>> start

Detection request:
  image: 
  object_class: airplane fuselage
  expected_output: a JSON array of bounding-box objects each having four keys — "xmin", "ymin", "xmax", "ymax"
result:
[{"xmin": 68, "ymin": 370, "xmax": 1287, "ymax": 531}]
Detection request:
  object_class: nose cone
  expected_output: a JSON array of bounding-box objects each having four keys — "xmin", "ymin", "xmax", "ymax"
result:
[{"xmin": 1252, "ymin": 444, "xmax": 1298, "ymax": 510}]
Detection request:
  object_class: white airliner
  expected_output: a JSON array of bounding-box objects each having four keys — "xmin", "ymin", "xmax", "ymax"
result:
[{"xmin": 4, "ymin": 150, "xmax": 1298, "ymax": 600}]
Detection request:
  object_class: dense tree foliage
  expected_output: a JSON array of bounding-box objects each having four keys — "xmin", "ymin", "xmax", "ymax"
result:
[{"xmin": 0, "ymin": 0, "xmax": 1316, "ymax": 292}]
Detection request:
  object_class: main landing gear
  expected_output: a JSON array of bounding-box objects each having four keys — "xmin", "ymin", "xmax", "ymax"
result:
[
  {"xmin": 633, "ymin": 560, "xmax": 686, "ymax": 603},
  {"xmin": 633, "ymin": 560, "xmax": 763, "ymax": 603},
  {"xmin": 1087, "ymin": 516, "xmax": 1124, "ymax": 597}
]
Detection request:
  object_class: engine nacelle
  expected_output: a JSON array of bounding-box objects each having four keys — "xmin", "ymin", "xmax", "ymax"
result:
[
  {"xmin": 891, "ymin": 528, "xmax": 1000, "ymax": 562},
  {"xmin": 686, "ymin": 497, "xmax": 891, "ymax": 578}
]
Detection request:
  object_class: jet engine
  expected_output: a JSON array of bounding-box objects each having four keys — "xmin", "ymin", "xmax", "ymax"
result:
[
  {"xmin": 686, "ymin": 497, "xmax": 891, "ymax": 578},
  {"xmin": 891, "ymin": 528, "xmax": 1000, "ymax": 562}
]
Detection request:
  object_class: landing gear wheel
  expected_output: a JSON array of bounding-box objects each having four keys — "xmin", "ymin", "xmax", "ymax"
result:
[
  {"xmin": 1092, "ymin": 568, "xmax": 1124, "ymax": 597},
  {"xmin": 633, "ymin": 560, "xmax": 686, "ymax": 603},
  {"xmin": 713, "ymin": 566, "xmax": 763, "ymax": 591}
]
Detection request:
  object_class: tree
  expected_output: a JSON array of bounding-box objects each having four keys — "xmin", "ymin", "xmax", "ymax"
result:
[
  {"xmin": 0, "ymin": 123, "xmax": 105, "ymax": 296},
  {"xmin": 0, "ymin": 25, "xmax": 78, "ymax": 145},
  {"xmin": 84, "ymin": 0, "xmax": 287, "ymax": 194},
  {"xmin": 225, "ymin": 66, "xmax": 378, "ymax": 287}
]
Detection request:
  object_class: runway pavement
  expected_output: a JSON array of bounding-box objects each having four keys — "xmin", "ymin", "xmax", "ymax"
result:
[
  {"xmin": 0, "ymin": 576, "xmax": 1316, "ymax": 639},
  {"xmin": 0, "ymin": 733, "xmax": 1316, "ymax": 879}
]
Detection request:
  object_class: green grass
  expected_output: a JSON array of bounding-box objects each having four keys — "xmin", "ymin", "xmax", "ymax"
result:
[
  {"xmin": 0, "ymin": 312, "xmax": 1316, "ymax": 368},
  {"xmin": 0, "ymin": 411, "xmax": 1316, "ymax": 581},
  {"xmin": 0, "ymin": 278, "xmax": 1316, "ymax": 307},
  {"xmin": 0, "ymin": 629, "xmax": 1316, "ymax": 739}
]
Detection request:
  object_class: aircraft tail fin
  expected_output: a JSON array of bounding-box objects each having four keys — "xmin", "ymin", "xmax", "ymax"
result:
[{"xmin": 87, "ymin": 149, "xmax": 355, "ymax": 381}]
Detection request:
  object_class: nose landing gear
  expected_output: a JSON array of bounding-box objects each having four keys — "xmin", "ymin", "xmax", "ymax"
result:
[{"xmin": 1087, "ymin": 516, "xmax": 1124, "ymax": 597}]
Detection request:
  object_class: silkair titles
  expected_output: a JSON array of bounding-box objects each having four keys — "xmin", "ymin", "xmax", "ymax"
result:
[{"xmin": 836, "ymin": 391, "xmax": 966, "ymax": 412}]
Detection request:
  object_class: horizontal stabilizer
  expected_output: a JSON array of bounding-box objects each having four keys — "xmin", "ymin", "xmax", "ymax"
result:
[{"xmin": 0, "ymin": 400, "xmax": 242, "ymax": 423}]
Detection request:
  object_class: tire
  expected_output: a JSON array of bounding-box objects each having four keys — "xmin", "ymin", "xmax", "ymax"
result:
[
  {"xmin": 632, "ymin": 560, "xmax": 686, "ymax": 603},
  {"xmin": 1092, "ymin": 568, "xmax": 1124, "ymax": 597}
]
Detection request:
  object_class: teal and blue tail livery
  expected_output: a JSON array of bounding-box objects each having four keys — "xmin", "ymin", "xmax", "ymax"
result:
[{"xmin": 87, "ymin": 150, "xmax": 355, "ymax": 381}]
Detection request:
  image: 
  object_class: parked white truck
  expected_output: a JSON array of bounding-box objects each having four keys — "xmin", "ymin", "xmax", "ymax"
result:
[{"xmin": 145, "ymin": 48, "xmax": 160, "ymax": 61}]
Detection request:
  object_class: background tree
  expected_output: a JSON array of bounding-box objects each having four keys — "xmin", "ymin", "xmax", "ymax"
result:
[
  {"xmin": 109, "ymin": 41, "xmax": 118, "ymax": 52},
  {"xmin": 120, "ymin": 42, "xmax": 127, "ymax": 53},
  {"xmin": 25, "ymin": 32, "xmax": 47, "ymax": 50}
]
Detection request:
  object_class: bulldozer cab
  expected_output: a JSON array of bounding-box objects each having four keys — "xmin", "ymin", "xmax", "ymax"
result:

>> end

> **TASK GOAL**
Output the listing above without altering a single character.

> **ANSWER BELOW**
Detection request:
  image: 
  object_class: airplane fuselage
  expected_output: a JSON array of bounding-box objects each having four keys — "xmin", "ymin", "xmax", "ymax"
result:
[{"xmin": 68, "ymin": 370, "xmax": 1287, "ymax": 531}]
Detection request:
  object_class: nose cone
  expected_output: a JSON array of bounding-box objects each having four keys — "xmin", "ymin", "xmax", "ymax"
result:
[{"xmin": 1252, "ymin": 444, "xmax": 1298, "ymax": 510}]
Detection request:
  object_class: white airliner
  expected_output: a JSON array of bounding-box objects each having four keys — "xmin", "ymin", "xmax", "ymax"
result:
[{"xmin": 4, "ymin": 150, "xmax": 1298, "ymax": 600}]
Detection request:
  object_class: dense tree foliage
  expected_output: a JSON array of bounding-box objects each having four keys — "xmin", "ymin", "xmax", "ymax"
result:
[{"xmin": 0, "ymin": 0, "xmax": 1316, "ymax": 292}]
Detection request:
  object_class: main landing gear
  expected_output: a JSON array of bounding-box objects each having four keys — "xmin", "ymin", "xmax", "ymax"
result:
[
  {"xmin": 633, "ymin": 560, "xmax": 686, "ymax": 603},
  {"xmin": 633, "ymin": 560, "xmax": 763, "ymax": 603},
  {"xmin": 1087, "ymin": 516, "xmax": 1124, "ymax": 597}
]
Detection request:
  object_class: engine nacelle
  expected_output: a JSON array of bounding-box objects each having four keys — "xmin", "ymin", "xmax", "ymax"
result:
[
  {"xmin": 891, "ymin": 528, "xmax": 1000, "ymax": 562},
  {"xmin": 686, "ymin": 497, "xmax": 891, "ymax": 578}
]
Detection request:
  object_class: jet engine
  expected_output: a JSON array of bounding-box objects each having four keys — "xmin", "ymin", "xmax", "ymax"
result:
[
  {"xmin": 686, "ymin": 497, "xmax": 891, "ymax": 578},
  {"xmin": 891, "ymin": 528, "xmax": 1000, "ymax": 562}
]
Detection request:
  object_class: landing gear wheel
  expected_output: a JSON array of bounding-box objects each having four keys — "xmin", "ymin", "xmax", "ymax"
result:
[
  {"xmin": 1092, "ymin": 568, "xmax": 1124, "ymax": 597},
  {"xmin": 633, "ymin": 560, "xmax": 686, "ymax": 603},
  {"xmin": 713, "ymin": 566, "xmax": 763, "ymax": 591}
]
Detection request:
  object_class: tree
  expected_output: a JSON array of bounding-box objects each having four keys — "xmin", "ymin", "xmax", "ymax"
result:
[
  {"xmin": 0, "ymin": 123, "xmax": 105, "ymax": 296},
  {"xmin": 0, "ymin": 25, "xmax": 78, "ymax": 145},
  {"xmin": 84, "ymin": 0, "xmax": 287, "ymax": 194},
  {"xmin": 225, "ymin": 66, "xmax": 378, "ymax": 287}
]
Detection request:
  object_class: runway pavement
  expected_output: a JSON array of bounding-box objects each having four keys — "xmin", "ymin", "xmax", "ymax"
result:
[
  {"xmin": 0, "ymin": 576, "xmax": 1316, "ymax": 639},
  {"xmin": 0, "ymin": 733, "xmax": 1316, "ymax": 879}
]
Detection request:
  object_class: green grass
  expected_output: a JSON array of bounding-box objects each having four keys — "xmin", "ymin", "xmax", "ymax"
result:
[
  {"xmin": 0, "ymin": 312, "xmax": 1316, "ymax": 368},
  {"xmin": 0, "ymin": 411, "xmax": 1316, "ymax": 581},
  {"xmin": 0, "ymin": 278, "xmax": 1316, "ymax": 307},
  {"xmin": 0, "ymin": 629, "xmax": 1316, "ymax": 739}
]
Detection request:
  object_class: aircraft tail fin
  expected_output: a JSON array of bounding-box objects each having four keys — "xmin", "ymin", "xmax", "ymax"
result:
[{"xmin": 87, "ymin": 149, "xmax": 355, "ymax": 381}]
Detection request:
  object_class: nose landing gear
  expected_output: a JSON array of bounding-box objects each having four keys — "xmin", "ymin", "xmax", "ymax"
result:
[{"xmin": 1087, "ymin": 516, "xmax": 1124, "ymax": 597}]
Detection request:
  object_class: silkair titles
  expected_output: a JSON array of bounding-box objects each having four keys — "xmin", "ymin", "xmax", "ymax"
result:
[{"xmin": 836, "ymin": 391, "xmax": 966, "ymax": 412}]
Detection request:
  object_class: horizontal stabilizer
  expected_output: a JSON array of bounding-box objects each having four keys — "xmin", "ymin", "xmax", "ymax"
result:
[{"xmin": 0, "ymin": 400, "xmax": 242, "ymax": 423}]
Detection request:
  object_class: tire
  expected_output: a JSON array of bounding-box objects each having four keys — "xmin", "ymin", "xmax", "ymax"
result:
[
  {"xmin": 632, "ymin": 560, "xmax": 686, "ymax": 603},
  {"xmin": 1092, "ymin": 568, "xmax": 1124, "ymax": 597}
]
Detection request:
  object_class: teal and blue tail livery
  expected_output: a JSON array of bounding-box objects each having four keys — "xmin", "ymin", "xmax", "ymax"
result:
[{"xmin": 87, "ymin": 150, "xmax": 355, "ymax": 381}]
Detection request:
  image: 
  object_class: parked white truck
  expected_output: a JSON array of bounding-box objects each having four keys — "xmin", "ymin", "xmax", "ymax"
result:
[{"xmin": 145, "ymin": 48, "xmax": 160, "ymax": 61}]
Detection request:
  object_class: background tree
  expected_output: a JSON array of bounding-box objects each having four keys — "xmin", "ymin", "xmax", "ymax"
result:
[
  {"xmin": 109, "ymin": 41, "xmax": 118, "ymax": 52},
  {"xmin": 120, "ymin": 42, "xmax": 127, "ymax": 53},
  {"xmin": 25, "ymin": 32, "xmax": 47, "ymax": 50}
]
Detection request:
  object_class: bulldozer cab
  expected_output: a JSON array of bounding-box objects each having four keys — "xmin", "ymin", "xmax", "ymax"
result:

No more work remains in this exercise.